» **Request**:
Copy the rows below word for word, leaving out the pictures.
::::::::::
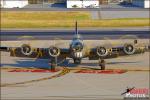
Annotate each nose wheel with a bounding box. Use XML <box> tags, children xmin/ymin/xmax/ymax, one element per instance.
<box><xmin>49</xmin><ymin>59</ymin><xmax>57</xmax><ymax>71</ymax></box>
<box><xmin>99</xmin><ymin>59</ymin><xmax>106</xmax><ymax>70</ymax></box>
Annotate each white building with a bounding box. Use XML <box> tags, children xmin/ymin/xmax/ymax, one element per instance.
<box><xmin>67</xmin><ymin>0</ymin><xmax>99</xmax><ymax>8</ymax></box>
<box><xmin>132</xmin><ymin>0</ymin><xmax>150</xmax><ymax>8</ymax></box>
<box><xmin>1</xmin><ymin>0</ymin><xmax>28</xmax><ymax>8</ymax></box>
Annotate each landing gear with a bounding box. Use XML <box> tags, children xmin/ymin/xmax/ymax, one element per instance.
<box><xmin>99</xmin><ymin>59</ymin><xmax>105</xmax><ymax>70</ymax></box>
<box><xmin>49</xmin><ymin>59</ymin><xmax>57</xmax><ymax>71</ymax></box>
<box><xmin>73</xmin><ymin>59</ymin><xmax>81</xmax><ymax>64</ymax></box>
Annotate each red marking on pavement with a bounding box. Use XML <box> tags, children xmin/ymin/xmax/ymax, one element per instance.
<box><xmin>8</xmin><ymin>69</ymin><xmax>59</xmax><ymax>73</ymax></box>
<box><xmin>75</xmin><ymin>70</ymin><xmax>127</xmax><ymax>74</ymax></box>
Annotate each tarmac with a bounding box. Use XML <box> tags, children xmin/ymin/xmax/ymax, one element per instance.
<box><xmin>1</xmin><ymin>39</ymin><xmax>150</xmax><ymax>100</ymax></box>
::::::::::
» **Result for this task**:
Annotate each nose wheel with a bounding box. Use XML <box> tags, children xmin/ymin/xmax/ymax, one element per instance.
<box><xmin>49</xmin><ymin>59</ymin><xmax>57</xmax><ymax>71</ymax></box>
<box><xmin>99</xmin><ymin>59</ymin><xmax>106</xmax><ymax>70</ymax></box>
Annotate each white building with a bounding box. Use XML <box> tags, children xmin/ymin/xmax/ymax, one element per instance.
<box><xmin>67</xmin><ymin>0</ymin><xmax>99</xmax><ymax>8</ymax></box>
<box><xmin>132</xmin><ymin>0</ymin><xmax>150</xmax><ymax>8</ymax></box>
<box><xmin>1</xmin><ymin>0</ymin><xmax>28</xmax><ymax>8</ymax></box>
Annotate each landing gear with a bounding box. Use XML <box> tags, children xmin/ymin/xmax/ymax, one element per instance.
<box><xmin>99</xmin><ymin>59</ymin><xmax>105</xmax><ymax>70</ymax></box>
<box><xmin>49</xmin><ymin>59</ymin><xmax>57</xmax><ymax>71</ymax></box>
<box><xmin>73</xmin><ymin>59</ymin><xmax>81</xmax><ymax>64</ymax></box>
Annotate each red marking on pavement with a bounding box. Use XML <box> tags, children xmin/ymin/xmax/ymax, one element per instance.
<box><xmin>8</xmin><ymin>69</ymin><xmax>59</xmax><ymax>73</ymax></box>
<box><xmin>75</xmin><ymin>70</ymin><xmax>127</xmax><ymax>74</ymax></box>
Annotate each tarmac with a bounding box. Use XML <box> tags, children xmin/ymin/xmax/ymax, one element per instance.
<box><xmin>1</xmin><ymin>39</ymin><xmax>150</xmax><ymax>100</ymax></box>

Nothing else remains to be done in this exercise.